* **Problem statement**
Render the entries below as a two-column CSV with the header instruction,coordinates and one row per entry. Put each entry's text and its answer in its own quoted field, with any line breaks turned into spaces.

* **Stored data**

========

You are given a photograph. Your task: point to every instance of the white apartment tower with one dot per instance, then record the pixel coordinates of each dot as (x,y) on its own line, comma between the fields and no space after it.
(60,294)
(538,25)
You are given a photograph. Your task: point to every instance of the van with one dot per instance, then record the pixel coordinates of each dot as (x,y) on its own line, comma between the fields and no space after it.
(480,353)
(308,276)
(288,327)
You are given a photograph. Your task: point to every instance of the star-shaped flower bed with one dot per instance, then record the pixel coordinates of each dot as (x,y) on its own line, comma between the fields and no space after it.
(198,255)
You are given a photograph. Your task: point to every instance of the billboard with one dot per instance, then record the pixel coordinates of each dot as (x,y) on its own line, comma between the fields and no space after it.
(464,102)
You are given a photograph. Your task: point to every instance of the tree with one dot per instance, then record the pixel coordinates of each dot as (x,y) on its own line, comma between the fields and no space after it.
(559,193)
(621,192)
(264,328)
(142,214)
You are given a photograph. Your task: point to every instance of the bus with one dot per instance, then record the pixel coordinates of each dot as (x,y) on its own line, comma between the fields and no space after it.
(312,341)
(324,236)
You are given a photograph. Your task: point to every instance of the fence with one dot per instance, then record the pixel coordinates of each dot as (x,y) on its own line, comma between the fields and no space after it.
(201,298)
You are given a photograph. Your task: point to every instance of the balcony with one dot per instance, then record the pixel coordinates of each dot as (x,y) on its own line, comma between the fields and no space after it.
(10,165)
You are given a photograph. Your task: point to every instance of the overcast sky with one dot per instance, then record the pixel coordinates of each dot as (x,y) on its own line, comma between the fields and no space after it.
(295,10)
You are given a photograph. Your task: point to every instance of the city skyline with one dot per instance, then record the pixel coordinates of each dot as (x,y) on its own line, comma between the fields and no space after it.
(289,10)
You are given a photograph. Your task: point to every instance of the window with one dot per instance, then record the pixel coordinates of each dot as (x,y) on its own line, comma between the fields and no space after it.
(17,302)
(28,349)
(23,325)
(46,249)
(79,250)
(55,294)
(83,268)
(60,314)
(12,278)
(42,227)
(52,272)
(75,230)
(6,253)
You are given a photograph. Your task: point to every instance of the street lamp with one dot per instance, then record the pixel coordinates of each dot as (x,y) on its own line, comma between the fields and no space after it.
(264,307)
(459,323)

========

* **Response to the task**
instruction,coordinates
"You are given a photograph. Your task: point to every instance of the white apartment tower with one dot per instance, then record the pixel coordinates of each dot as (x,y) on its own line, comma between the fields and no space after it.","(60,294) (538,25)"
"You are given a photograph. Your task: point to every instance of the van with one dot per instance, then record the pixel coordinates of each dot as (x,y) on its own line, comma between the fields and no space after it.","(480,353) (308,276) (288,327)"
"You are given a photograph. Your task: point to every instance of the star-shaped flower bed with one dot per instance, then record the pixel coordinates of each dot as (x,y) on its own line, comma between the fields and no space after it.","(198,255)"
"You are given a photograph. Your task: point to every instance of the billboard with one dot per instance, then record the pixel coordinates of each dot as (x,y) on its own line, comma between the fields and no space after it.","(464,102)"
"You are given a photograph. Your task: point to every instance of the tree with one dot per instance, then record the pixel coordinates of each dot as (x,y) on its own line, comma between the fields and no space after it.","(559,193) (621,192) (264,328) (142,214)"
"You are given a photograph. Your task: point to every instance of the bus with one dot per instance, then record the pixel coordinates of each dot as (x,y) on its own line, comma between the fields and no space after it.","(312,341) (324,236)"
"You are given a photograph. Your task: point to every instance of the fence with one dot per instance, then record the pixel coordinates of each dot as (x,y) on its own line, comma between the fields and no space after it.","(201,298)"
"You are given a photograph. Your task: point to every instance of the balcony with one dot per instance, then record the pixel coordinates of each dot as (x,y) on its own line, comma between the fields and no space after it.","(10,165)"
"You are given a photograph. Your task: point to every instance of the overcast sky with one dot per instance, then record the pixel coordinates of each dot as (x,y) on its own line, comma between the fields and no space after it.","(295,10)"
"You are given a photograph. Your task: point to every instance of the city skyline with one dot per instance, then record the pixel coordinates of each dot as (x,y) on its own line, comma between the fields and no space after it.","(289,10)"
"You are given a photograph. Your task: point to every instance of the window with one dot per instance, then record the pixel coordinates of each dot as (x,y) on its own line, comma between the fields and no space after it.","(17,302) (28,349) (23,325) (46,249) (79,250) (55,294) (83,268) (60,314) (12,278) (42,227) (52,272) (75,230) (6,253)"
"You are given a photograph. Your task: point to every instance of the street lamp with one dot per instance, then record the pixel coordinates of each dot as (x,y) on its own line, comma between the fields and no space after it.","(264,307) (459,323)"